- _抽出テキスト_:
当時は丸山遊郭へと続く道に2つ橋が架かっていた。先ほどの「思案橋」の次に続く橋の名は「思切り橋」。思案したのち、ようやく遊郭へと行く決心ができたのだろう。お悩みは無事解決、鼻息荒く橋を渡る姿が容易に想像できる。
一方で、帰り道はというと、もちろん未練たらたら。帰り際に遊女との別れを惜しんで振り返ったという「見返り柳」もあったとか。ニュアンス的に儚い夢を見た男の悲哀がひしひしと伝わってくる。なお、某老舗カステラ屋の近くにある「見返り柳」は、明治時代に植えられたといわれている。
さて、「思案橋」と「思切り橋」を抜けると、ようやく丸山遊郭のお目見えだ。
丸山遊郭は「丸山町」と「寄合町」の2つの町からなる。市中に点在していた遊女屋を集めた際に、店の規模や格式などで遊女屋を2つの町に振り分けたようだ。ただ、外からみれば、両町あわせて周囲をぐるりと塀で囲まれ、1つの遊郭という体をなしていた。
とかく長崎は坂が多いが、丸山遊郭も斜面を切り崩して造られている。周囲には崖があって、遊郭自体は少し窪んだところに建っていたようだ。出入口には大門(二重門)があり、地元長崎では丸山の入口という意味から「山之口(やまのくち)」と呼ばれていたという。
実際に「山之口」と呼ばれた場所に立ってみる。

- _指示 1_: 下のエントリから、文字列「snow」を含む行をすべて列挙せよ。大文字と小文字は区別すること。

- _記録データ_:

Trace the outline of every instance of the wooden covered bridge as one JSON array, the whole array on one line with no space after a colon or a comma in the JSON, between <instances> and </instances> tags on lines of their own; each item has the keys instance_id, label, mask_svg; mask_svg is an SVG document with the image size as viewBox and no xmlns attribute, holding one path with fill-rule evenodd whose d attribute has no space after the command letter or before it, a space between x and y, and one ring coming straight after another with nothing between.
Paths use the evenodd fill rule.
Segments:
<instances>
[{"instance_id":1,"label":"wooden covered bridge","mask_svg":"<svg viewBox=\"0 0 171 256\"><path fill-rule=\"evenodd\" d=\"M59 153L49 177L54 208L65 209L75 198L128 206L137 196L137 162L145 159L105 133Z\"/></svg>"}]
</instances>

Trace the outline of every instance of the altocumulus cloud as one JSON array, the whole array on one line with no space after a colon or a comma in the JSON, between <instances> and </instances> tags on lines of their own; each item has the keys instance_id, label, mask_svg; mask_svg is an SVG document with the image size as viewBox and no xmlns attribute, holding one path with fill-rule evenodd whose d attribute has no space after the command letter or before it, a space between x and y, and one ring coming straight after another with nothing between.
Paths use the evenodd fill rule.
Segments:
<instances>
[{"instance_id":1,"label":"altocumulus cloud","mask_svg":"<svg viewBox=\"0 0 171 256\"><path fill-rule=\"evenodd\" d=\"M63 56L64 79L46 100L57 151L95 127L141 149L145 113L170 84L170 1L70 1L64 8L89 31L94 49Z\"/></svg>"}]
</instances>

==

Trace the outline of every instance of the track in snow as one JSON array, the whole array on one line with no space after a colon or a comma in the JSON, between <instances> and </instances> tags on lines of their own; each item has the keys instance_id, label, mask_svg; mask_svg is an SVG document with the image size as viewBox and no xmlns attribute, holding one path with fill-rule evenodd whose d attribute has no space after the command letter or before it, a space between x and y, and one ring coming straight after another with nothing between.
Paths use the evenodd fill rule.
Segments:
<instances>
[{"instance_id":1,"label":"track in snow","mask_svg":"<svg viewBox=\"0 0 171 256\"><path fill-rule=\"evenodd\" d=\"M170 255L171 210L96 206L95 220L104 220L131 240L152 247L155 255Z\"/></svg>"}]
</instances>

--

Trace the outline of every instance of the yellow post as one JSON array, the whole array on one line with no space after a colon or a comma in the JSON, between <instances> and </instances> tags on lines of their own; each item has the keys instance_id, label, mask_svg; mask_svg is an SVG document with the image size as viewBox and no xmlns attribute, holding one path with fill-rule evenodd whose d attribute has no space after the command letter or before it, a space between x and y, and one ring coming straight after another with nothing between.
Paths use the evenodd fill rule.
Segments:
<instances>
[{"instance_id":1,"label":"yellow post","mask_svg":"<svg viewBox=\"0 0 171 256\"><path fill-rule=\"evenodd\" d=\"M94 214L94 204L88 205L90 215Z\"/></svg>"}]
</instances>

- _指示 2_: 抽出テキストによれば、丸山遊郭の出入口にあった大門は、地元長崎で何と呼ばれていたか。

- _記述回答 1_:
Trace the outline of every instance of the track in snow as one JSON array, the whole array on one line with no space after a colon or a comma in the JSON, between <instances> and </instances> tags on lines of their own; each item has the keys instance_id, label, mask_svg; mask_svg is an SVG document with the image size as viewBox and no xmlns attribute, holding one path with fill-rule evenodd whose d attribute has no space after the command letter or before it, a space between x and y, and one ring coming straight after another with nothing between.
[{"instance_id":1,"label":"track in snow","mask_svg":"<svg viewBox=\"0 0 171 256\"><path fill-rule=\"evenodd\" d=\"M170 255L171 210L96 206L95 220L104 220L131 240L152 247L155 255Z\"/></svg>"}]

- _記述回答 2_: 「山之口(やまのくち)」と呼ばれていた。